> **Your task**
Tally up the lines below that include the word "person". Answer with the number alone.

****************************************

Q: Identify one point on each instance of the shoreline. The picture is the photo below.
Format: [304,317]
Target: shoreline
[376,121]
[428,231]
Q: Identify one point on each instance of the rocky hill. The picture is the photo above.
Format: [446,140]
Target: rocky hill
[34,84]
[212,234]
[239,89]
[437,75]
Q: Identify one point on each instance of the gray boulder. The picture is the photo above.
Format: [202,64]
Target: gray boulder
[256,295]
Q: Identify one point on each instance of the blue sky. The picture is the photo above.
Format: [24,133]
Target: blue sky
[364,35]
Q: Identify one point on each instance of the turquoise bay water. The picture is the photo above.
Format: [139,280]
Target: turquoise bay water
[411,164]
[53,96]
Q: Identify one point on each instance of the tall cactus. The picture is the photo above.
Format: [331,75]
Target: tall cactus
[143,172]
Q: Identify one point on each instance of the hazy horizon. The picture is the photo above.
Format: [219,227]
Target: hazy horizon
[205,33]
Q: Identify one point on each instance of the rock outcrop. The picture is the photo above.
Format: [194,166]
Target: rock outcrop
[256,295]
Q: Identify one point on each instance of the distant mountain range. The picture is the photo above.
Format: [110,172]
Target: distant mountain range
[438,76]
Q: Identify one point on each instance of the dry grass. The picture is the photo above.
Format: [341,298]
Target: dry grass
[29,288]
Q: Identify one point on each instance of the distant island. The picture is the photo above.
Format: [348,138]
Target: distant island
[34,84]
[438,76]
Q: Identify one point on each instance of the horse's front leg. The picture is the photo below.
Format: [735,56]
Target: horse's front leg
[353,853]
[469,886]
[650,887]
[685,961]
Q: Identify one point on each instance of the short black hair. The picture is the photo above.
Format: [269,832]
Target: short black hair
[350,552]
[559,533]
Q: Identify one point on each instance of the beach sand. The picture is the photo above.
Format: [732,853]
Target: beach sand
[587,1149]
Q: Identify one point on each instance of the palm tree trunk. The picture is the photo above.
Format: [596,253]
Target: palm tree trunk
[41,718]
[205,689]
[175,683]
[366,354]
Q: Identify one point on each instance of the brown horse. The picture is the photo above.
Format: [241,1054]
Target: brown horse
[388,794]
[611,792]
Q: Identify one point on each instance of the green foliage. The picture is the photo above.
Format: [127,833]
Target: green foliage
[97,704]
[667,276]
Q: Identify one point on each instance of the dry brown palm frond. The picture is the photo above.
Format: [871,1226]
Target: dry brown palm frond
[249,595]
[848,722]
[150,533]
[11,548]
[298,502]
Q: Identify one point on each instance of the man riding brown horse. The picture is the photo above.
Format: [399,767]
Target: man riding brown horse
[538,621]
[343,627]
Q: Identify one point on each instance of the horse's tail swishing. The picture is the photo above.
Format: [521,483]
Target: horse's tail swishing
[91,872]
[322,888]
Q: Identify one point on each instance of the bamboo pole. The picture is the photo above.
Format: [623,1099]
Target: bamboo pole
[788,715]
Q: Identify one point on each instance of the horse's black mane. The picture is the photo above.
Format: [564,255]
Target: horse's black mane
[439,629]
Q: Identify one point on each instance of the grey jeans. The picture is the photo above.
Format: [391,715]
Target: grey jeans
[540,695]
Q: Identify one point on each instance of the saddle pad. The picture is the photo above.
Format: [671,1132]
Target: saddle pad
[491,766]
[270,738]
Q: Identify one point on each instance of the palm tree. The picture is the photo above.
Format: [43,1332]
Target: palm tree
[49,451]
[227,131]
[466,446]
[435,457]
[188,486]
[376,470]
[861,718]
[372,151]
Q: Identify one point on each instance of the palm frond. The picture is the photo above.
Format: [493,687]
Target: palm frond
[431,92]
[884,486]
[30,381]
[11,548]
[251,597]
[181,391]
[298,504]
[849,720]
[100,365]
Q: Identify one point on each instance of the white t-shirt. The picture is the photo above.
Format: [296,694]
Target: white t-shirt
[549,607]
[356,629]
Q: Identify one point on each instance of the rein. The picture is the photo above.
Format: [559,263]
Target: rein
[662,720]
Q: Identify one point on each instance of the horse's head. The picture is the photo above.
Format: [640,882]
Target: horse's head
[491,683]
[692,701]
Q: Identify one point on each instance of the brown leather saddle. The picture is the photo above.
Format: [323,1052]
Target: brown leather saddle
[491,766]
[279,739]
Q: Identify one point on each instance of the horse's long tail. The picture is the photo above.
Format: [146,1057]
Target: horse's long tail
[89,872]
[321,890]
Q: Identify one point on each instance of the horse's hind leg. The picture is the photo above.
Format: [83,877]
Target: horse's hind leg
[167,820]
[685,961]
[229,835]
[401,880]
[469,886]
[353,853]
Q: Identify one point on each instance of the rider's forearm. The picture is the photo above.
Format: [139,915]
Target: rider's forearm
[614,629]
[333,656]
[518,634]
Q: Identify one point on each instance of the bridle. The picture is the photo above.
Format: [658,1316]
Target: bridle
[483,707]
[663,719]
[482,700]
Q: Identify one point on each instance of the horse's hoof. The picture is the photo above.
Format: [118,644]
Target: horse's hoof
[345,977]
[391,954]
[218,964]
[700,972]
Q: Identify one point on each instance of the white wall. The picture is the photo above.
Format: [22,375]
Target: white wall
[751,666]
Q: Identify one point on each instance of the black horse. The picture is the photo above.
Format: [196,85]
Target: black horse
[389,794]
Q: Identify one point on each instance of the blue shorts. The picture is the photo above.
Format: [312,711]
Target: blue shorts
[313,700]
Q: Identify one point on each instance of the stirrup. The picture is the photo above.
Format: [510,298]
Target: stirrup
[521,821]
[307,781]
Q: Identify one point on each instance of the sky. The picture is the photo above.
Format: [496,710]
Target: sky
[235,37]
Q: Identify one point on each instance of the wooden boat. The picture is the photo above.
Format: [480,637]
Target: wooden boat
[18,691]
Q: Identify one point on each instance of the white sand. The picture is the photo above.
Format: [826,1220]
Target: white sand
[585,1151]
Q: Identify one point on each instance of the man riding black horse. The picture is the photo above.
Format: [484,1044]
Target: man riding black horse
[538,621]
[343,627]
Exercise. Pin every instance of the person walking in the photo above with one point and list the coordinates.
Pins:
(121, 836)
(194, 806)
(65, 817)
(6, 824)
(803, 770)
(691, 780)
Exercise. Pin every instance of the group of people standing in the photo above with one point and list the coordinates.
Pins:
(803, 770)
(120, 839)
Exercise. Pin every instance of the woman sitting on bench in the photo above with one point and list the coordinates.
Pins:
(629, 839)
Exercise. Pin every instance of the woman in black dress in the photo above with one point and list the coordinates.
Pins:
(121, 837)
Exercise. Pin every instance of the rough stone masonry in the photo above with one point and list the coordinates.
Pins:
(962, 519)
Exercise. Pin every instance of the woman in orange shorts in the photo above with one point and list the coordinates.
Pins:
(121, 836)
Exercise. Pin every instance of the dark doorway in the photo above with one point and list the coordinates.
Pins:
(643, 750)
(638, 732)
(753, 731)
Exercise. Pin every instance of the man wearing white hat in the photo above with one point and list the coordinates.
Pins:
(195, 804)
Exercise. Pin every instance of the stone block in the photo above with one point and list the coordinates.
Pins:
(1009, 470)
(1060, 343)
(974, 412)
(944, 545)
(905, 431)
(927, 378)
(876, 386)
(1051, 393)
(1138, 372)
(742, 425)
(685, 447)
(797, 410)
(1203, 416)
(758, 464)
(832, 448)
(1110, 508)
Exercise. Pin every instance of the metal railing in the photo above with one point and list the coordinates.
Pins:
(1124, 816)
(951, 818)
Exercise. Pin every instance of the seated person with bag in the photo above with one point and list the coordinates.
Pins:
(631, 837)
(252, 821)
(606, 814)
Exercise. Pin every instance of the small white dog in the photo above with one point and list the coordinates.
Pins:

****************************************

> **Answer box**
2